Records from a dataset
----------------
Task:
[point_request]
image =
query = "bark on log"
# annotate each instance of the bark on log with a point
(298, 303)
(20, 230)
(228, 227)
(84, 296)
----------------
* [Set task] Print every line of the material above without changing anything.

* [Written answer]
Task:
[point_request]
image =
query = "bark on log"
# annotate each instance of the bark on log with a point
(298, 303)
(20, 230)
(228, 227)
(84, 296)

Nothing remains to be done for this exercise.